Assignment ::
Go through the records, and copy each line in which the string "marble" is present.
START Supplied material
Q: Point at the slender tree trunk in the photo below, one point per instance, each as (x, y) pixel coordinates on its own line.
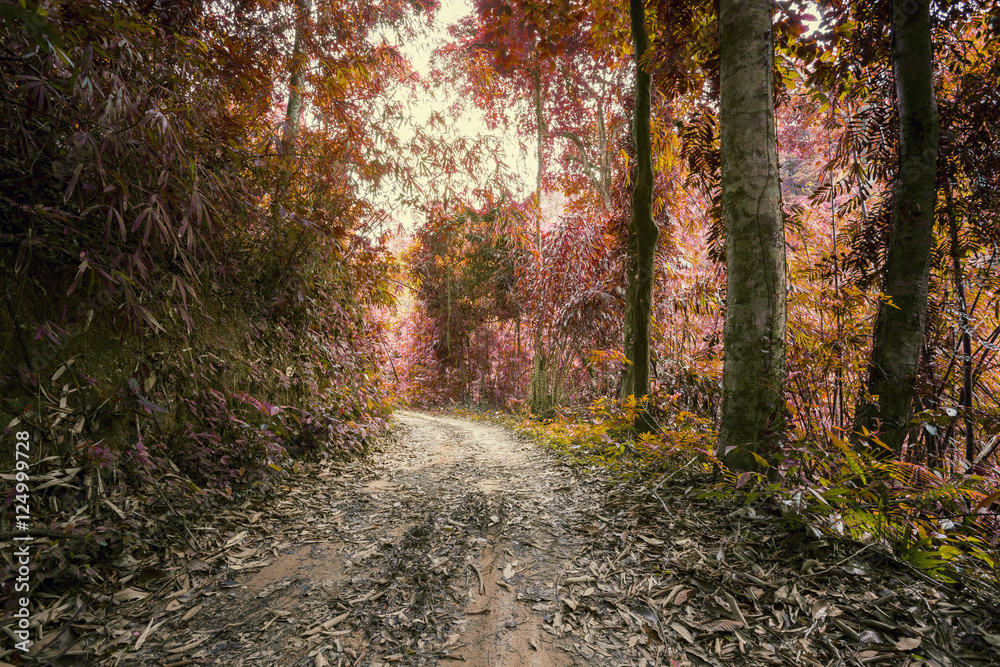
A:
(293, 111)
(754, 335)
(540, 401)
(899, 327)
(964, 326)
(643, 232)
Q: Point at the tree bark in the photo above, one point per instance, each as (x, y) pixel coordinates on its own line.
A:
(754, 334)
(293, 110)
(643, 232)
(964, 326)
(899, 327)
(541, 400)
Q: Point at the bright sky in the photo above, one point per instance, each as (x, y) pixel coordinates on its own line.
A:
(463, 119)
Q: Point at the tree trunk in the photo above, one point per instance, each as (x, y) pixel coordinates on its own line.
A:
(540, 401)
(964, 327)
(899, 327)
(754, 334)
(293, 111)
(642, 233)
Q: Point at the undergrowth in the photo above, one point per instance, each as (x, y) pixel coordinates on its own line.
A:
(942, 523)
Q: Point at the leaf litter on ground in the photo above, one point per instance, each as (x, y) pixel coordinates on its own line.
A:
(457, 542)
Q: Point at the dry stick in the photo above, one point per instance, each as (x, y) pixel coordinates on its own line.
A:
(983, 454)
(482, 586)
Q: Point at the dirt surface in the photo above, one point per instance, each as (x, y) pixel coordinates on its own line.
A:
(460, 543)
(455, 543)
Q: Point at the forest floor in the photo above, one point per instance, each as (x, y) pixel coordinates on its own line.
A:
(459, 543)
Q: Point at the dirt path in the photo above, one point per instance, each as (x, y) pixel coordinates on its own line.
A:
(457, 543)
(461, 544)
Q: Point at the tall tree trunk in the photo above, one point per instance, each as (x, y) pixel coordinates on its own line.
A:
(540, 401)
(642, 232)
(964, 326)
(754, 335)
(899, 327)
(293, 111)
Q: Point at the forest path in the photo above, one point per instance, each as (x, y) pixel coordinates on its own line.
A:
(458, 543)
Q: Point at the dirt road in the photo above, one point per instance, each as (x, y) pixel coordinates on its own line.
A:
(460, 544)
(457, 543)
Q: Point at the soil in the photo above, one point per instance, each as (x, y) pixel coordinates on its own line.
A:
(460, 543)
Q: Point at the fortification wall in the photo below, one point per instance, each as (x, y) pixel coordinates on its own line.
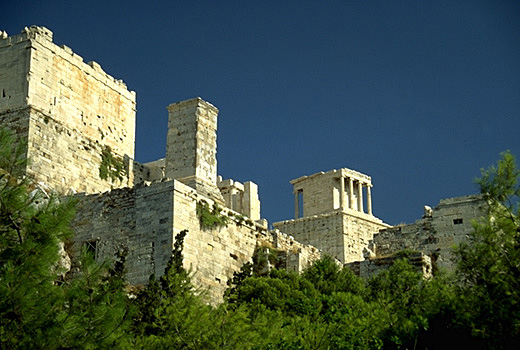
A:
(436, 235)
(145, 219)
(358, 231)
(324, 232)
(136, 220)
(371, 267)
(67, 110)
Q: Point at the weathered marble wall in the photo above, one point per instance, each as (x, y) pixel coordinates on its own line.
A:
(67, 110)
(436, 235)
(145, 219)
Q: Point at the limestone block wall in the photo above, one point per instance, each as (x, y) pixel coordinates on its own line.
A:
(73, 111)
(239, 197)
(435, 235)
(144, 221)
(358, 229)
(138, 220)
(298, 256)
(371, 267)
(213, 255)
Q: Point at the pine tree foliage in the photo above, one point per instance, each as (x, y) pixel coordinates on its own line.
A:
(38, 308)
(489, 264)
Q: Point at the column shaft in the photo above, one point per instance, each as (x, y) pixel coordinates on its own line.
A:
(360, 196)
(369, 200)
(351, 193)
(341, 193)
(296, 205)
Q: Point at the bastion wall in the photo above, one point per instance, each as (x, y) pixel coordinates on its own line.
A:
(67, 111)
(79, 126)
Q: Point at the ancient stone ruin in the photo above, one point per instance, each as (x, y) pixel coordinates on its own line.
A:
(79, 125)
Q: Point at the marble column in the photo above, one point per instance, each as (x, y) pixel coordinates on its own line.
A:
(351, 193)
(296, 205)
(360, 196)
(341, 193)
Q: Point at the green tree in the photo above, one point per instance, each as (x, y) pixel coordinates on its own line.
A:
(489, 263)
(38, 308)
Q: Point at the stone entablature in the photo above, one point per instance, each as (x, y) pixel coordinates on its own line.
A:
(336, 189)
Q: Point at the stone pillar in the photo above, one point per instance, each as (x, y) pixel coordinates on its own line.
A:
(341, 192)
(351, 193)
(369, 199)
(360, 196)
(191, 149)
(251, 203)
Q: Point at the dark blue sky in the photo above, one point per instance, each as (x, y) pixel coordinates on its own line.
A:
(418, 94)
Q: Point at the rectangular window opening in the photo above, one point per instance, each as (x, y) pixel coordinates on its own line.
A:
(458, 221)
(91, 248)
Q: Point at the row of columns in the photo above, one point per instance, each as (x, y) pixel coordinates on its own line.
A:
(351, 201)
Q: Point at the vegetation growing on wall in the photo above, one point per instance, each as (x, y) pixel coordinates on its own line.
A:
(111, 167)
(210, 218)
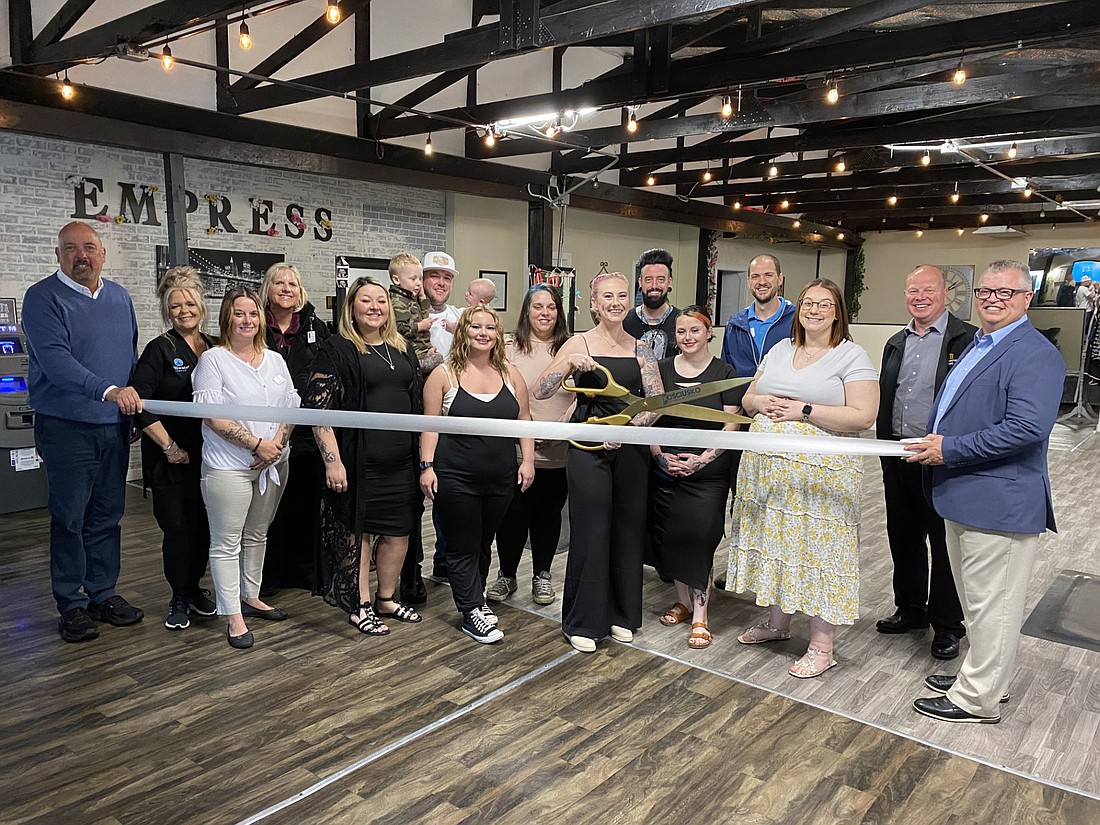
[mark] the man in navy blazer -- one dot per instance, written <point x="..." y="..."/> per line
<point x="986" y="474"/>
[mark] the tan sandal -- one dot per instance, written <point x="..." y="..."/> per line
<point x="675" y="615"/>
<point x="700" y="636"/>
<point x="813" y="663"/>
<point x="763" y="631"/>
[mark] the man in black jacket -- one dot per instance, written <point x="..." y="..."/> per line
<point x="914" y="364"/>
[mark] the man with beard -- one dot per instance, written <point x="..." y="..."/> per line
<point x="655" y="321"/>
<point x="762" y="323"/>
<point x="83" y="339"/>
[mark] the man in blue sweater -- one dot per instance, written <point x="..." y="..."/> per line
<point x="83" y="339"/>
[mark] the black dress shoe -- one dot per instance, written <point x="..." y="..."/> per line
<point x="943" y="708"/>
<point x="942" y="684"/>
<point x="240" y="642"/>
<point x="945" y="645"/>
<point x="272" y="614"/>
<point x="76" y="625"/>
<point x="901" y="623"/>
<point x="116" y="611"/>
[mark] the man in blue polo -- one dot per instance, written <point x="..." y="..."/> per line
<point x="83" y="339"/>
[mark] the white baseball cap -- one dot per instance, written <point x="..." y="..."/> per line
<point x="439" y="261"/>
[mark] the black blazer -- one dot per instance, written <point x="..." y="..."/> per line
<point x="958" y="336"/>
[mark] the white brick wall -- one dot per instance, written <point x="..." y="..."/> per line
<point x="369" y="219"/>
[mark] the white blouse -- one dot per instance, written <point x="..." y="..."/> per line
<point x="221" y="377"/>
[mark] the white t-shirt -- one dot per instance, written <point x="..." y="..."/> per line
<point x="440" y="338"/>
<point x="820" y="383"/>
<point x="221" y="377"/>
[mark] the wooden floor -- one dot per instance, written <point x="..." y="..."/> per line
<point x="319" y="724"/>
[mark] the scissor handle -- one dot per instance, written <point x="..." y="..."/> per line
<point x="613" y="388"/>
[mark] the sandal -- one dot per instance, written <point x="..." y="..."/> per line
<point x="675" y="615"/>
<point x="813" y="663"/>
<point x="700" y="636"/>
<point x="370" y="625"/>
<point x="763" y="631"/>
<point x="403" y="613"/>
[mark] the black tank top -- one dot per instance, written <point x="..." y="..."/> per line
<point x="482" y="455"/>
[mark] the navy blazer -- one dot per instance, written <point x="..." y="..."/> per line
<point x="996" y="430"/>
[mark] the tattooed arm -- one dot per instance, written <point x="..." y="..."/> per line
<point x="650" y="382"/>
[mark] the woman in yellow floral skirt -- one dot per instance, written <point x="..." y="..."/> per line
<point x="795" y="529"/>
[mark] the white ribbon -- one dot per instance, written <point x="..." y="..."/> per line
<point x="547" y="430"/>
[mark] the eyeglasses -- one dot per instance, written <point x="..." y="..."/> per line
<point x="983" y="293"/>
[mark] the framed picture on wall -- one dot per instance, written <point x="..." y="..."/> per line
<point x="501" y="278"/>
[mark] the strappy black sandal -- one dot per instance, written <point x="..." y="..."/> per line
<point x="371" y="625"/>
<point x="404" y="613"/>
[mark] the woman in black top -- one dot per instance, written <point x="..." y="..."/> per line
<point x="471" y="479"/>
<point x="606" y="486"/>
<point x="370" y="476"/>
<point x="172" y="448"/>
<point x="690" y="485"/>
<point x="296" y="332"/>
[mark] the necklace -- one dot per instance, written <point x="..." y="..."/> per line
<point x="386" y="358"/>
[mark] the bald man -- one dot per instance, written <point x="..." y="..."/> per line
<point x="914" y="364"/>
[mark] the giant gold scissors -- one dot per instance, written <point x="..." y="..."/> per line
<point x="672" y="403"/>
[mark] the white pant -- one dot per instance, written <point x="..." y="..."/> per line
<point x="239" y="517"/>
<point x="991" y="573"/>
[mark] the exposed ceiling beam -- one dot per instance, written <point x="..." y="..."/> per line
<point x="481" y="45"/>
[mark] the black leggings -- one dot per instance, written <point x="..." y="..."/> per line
END Supplied material
Output ::
Q: Point at the weathered marble wall in the photo above, one point per instance, each as (x, y) pixel coordinates on its own line.
Q: Point at the marble column in the photo above, one point per instance, each as (x, y) pixel coordinates on its own line.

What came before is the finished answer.